CX Reinsurance v. Johnson
282 A.3d 126
Md.2022Background
- CX Reinsurance and Liberty Mutual issued commercial general liability policies to Baltimore landlords that on paper covered lead-paint bodily injury; insurers allege landlords misrepresented prior lead violations on applications.
- In 2015 CX sued several landlord policyholders for rescission; settlements of those rescission actions reduced or eliminated lead-coverage in several policies.
- Fifteen tort claimants sued, alleging lead injuries from those properties; most had not obtained final judgments or approved settlements against their landlords before the rescission settlements; three had pre-settlement judgments.
- The circuit court granted summary judgment for the claimants (finding them intended third-party beneficiaries) and the Court of Special Appeals affirmed; insurers petitioned for certiorari.
- The Maryland Court of Appeals reviewed whether tort claimants become intended beneficiaries (with vested rights to enforce policy terms) before obtaining a final judgment or an approved settlement, and whether insurer–insured rescission settlements can alter coverage as to claimants.

*-*-*

WORK INSTRUCTIONS:
1 – Duplicate the part of the case summary that opens with the words containing "- Fifteen tort" and closes with "petitioned for certiorari.".
2 – According to the case summary, how many of the tort claimants had judgments before the rescission settlements?
Nothing in the items below is needed for this work.

RECORDS SUPPLIED:
*-*-*

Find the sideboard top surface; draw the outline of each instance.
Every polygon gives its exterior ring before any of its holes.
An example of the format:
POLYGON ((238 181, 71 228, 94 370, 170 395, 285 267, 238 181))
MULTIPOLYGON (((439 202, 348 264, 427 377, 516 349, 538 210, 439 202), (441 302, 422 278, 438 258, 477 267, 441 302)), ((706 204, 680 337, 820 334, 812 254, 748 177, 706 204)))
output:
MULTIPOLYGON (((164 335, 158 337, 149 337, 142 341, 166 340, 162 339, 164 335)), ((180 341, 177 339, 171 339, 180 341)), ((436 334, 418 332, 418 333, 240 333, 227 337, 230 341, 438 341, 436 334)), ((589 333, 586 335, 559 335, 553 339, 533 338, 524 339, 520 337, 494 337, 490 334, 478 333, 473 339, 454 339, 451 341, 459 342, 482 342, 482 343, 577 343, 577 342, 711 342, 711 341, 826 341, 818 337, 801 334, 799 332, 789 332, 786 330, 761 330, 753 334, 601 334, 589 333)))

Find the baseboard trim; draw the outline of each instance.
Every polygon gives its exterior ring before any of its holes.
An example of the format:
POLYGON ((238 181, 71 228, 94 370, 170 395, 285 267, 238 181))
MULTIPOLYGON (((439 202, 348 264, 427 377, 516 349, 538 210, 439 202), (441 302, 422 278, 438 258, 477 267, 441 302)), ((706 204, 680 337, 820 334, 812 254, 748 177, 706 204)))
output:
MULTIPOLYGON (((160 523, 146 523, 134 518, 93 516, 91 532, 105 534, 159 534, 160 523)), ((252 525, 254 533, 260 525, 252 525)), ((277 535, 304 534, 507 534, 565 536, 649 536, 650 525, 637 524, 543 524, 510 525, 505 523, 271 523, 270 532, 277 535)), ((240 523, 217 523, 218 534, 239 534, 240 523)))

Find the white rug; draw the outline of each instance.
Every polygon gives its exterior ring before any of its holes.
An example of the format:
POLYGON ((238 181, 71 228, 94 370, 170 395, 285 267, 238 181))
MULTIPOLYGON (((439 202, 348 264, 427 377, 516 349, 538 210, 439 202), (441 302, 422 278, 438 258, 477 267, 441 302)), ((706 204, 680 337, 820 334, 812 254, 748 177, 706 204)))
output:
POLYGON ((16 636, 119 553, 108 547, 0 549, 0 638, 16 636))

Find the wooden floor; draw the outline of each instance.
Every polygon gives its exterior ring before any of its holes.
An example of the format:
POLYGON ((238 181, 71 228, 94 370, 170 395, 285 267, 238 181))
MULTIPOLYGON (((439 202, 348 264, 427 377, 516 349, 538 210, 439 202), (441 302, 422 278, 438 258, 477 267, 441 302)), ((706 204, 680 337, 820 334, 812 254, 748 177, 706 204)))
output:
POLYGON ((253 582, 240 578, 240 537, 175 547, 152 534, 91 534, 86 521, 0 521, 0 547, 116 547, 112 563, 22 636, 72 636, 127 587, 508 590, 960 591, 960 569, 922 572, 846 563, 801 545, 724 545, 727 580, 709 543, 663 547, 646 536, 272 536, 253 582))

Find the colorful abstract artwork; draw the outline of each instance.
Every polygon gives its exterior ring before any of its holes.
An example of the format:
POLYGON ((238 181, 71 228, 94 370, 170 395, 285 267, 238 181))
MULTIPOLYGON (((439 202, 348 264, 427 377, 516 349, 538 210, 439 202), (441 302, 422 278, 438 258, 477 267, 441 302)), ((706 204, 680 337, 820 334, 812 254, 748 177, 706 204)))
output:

*-*-*

SET OF ANSWERS:
1 –
- Fifteen tort claimants sued, alleging lead injuries from those properties; most had not obtained final judgments or approved settlements against their landlords before the rescission settlements; three had pre-settlement judgments.
- The circuit court granted summary judgment for the claimants (finding them intended third-party beneficiaries) and the Court of Special Appeals affirmed; insurers petitioned for certiorari.

2 – Three